◆ Short problem:
Write out, character for character, the line containing "the red and" and all lines after it up to the end of the listing.

◆ Materials provided:
** start **
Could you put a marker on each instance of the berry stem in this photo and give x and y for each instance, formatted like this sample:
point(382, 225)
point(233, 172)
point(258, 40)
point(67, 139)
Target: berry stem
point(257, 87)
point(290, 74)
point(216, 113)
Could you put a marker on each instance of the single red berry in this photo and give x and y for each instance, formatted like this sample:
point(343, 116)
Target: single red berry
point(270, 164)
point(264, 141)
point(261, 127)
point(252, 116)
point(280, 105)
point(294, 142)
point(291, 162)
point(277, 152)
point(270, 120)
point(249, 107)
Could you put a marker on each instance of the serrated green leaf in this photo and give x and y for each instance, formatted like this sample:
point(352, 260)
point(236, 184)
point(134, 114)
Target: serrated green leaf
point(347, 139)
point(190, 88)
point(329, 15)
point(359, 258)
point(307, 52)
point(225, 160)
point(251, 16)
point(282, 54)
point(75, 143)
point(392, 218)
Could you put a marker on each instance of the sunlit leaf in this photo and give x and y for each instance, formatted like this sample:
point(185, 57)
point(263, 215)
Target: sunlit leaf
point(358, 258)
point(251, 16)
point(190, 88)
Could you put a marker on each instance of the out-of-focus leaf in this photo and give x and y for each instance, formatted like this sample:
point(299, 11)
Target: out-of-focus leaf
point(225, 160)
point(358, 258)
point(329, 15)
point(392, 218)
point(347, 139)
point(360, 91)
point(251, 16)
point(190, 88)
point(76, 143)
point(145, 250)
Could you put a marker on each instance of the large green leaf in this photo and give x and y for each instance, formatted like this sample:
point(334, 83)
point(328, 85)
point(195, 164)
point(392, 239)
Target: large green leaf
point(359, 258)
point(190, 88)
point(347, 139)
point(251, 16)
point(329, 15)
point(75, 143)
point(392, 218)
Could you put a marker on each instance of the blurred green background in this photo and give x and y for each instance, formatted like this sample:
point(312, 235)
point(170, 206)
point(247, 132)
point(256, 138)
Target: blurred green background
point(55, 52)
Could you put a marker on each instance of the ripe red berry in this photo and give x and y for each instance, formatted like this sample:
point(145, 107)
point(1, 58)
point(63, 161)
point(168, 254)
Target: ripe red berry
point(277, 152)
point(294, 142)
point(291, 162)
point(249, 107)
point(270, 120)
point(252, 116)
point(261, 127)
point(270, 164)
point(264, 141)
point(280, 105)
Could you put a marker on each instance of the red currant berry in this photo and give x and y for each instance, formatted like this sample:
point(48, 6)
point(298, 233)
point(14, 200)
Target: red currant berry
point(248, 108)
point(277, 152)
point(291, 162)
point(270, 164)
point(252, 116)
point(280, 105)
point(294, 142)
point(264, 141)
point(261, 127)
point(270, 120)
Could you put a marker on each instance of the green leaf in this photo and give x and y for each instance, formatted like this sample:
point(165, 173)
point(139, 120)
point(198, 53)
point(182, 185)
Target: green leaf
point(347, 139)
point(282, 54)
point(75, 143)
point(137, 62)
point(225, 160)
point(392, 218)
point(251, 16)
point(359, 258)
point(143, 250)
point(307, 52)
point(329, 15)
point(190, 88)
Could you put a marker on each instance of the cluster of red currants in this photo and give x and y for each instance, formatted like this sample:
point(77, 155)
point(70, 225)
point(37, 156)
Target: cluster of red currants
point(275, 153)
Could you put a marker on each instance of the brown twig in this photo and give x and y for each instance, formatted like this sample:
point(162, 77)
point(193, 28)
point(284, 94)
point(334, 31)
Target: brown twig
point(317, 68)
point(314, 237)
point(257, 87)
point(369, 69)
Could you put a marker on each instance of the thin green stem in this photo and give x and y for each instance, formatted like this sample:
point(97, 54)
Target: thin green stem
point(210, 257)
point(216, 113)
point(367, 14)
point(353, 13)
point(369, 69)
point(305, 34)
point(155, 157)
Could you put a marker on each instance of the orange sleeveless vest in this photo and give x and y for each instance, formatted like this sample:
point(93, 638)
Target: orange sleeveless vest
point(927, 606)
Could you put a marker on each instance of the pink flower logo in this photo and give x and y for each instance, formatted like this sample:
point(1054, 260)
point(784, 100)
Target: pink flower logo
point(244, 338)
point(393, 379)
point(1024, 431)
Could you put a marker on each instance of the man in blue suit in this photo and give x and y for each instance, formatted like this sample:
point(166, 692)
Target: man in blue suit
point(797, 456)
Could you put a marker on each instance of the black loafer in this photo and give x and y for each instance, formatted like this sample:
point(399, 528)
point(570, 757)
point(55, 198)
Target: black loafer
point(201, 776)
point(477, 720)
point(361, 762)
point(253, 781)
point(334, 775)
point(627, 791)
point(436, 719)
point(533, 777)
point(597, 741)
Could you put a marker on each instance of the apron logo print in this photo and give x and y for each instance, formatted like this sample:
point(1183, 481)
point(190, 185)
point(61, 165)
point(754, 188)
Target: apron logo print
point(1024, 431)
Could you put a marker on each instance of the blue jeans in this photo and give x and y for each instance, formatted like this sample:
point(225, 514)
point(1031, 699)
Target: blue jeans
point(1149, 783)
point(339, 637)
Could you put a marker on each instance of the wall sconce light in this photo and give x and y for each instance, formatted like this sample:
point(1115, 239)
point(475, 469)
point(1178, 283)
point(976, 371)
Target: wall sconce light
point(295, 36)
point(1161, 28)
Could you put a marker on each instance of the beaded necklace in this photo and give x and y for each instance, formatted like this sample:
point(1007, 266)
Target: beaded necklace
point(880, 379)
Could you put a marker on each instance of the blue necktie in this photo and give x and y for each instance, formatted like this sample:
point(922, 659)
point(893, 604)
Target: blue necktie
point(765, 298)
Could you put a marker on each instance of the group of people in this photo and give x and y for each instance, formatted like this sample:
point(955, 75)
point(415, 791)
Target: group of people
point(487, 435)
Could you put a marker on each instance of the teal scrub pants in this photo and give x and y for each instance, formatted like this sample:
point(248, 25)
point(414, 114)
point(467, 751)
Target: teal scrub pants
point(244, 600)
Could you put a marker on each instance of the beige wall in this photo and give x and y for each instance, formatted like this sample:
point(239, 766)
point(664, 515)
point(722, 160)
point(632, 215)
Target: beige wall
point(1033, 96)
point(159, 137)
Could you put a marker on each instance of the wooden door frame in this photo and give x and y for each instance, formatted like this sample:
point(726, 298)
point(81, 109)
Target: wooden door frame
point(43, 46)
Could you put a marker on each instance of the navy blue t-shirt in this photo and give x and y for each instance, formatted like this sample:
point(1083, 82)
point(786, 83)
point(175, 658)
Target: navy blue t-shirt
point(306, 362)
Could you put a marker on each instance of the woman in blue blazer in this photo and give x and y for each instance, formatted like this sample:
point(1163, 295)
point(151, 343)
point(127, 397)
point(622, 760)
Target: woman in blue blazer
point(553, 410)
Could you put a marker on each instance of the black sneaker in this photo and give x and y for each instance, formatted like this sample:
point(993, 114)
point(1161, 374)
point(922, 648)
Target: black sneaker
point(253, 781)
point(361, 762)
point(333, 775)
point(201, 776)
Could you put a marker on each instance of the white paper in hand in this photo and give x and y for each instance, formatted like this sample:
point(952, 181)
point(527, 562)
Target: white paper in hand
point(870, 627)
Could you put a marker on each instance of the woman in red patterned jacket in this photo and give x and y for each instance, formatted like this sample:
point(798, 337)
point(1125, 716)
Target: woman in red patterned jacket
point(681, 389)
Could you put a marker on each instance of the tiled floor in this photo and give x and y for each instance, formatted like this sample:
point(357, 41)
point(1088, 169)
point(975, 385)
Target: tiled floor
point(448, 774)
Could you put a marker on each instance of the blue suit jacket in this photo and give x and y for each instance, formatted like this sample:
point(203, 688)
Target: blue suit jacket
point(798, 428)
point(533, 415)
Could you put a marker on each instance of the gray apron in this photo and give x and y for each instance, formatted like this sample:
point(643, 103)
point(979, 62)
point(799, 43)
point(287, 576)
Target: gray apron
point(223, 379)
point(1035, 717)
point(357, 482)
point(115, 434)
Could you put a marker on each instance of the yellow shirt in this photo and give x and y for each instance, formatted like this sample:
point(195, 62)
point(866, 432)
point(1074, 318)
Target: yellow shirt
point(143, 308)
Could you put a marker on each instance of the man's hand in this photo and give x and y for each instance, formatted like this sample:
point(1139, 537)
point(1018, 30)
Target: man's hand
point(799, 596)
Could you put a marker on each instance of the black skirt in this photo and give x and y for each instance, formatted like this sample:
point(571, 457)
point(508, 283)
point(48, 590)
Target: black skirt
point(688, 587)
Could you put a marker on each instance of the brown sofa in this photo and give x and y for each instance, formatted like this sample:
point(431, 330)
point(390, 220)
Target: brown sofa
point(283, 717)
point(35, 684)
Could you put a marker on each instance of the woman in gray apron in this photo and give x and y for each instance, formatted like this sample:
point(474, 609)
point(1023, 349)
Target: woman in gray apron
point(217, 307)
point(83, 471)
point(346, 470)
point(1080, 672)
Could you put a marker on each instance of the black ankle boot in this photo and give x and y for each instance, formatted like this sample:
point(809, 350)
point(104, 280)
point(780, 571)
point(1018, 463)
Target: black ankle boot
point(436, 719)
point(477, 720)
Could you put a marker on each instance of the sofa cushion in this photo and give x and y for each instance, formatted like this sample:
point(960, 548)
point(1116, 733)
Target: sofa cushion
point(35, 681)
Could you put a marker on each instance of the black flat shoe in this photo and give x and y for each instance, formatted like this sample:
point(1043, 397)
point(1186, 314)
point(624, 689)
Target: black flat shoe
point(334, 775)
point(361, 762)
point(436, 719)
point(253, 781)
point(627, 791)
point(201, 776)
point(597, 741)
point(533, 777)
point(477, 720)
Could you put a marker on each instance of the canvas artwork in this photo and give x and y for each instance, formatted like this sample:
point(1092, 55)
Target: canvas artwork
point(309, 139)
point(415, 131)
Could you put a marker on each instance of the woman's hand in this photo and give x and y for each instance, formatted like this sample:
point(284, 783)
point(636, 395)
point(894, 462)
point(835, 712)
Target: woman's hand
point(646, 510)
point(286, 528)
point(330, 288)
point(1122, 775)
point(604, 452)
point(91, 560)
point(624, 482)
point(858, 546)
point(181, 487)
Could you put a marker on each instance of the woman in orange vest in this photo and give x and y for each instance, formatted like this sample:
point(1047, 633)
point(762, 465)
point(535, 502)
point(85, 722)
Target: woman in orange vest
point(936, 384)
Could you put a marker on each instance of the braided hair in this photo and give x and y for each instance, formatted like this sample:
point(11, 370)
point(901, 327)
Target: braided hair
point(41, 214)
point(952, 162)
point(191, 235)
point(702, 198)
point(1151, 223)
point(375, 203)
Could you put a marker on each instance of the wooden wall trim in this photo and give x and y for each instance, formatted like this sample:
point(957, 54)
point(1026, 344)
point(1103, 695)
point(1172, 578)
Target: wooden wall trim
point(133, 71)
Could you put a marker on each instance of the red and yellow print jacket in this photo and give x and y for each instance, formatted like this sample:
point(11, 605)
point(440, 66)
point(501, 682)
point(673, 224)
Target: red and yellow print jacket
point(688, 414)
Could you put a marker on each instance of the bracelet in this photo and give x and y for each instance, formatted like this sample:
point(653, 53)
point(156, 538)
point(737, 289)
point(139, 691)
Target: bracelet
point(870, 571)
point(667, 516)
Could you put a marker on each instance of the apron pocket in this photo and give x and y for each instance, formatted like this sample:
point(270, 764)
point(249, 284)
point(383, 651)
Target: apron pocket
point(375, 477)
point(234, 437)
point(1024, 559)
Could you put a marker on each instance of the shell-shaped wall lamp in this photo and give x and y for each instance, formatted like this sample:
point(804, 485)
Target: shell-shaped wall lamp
** end **
◆ Output of the exercise:
Could you put a marker on each instance of the red and yellow print jacket in this photo and give x and y for each instance, formatted like this sample:
point(11, 605)
point(440, 66)
point(501, 682)
point(673, 224)
Target: red and yellow print jacket
point(688, 414)
Could you put a marker on each instance of the bracelet in this photo and give x and y for each instance, formatted like this sample:
point(653, 53)
point(156, 538)
point(737, 289)
point(139, 691)
Target: bracelet
point(870, 571)
point(667, 516)
Could you put a marker on each instance of the apron pocket in this photo and give x and y for each instance, formatted like this sample:
point(270, 764)
point(249, 284)
point(383, 651)
Target: apron pocket
point(375, 477)
point(234, 437)
point(1024, 559)
Could you put a marker on each instance of the shell-shaped wall lamp in this photo and give x and y for each instance, formatted like this sample:
point(804, 485)
Target: shell-shaped wall lamp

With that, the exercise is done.